● **Working data**:
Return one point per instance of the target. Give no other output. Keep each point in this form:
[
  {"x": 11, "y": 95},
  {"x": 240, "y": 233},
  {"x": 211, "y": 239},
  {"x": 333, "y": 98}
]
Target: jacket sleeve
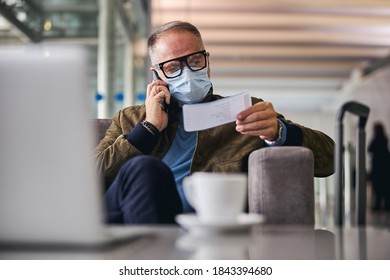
[{"x": 115, "y": 149}]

● **What you have to do**: Output every line of the records above as a JSON list of strings, one string per line. Skip blank lines and leave out the pictures.

● **Finished answer**:
[
  "Return one point per instance of the target. Give no other output. Keep each point in this form:",
  "[",
  "  {\"x\": 11, \"y\": 95},",
  "  {\"x\": 240, \"y\": 233},",
  "  {\"x\": 211, \"y\": 239},",
  "  {\"x\": 333, \"y\": 98}",
  "]",
  "Target: jacket sleeve",
  "[{\"x\": 115, \"y\": 149}]"
]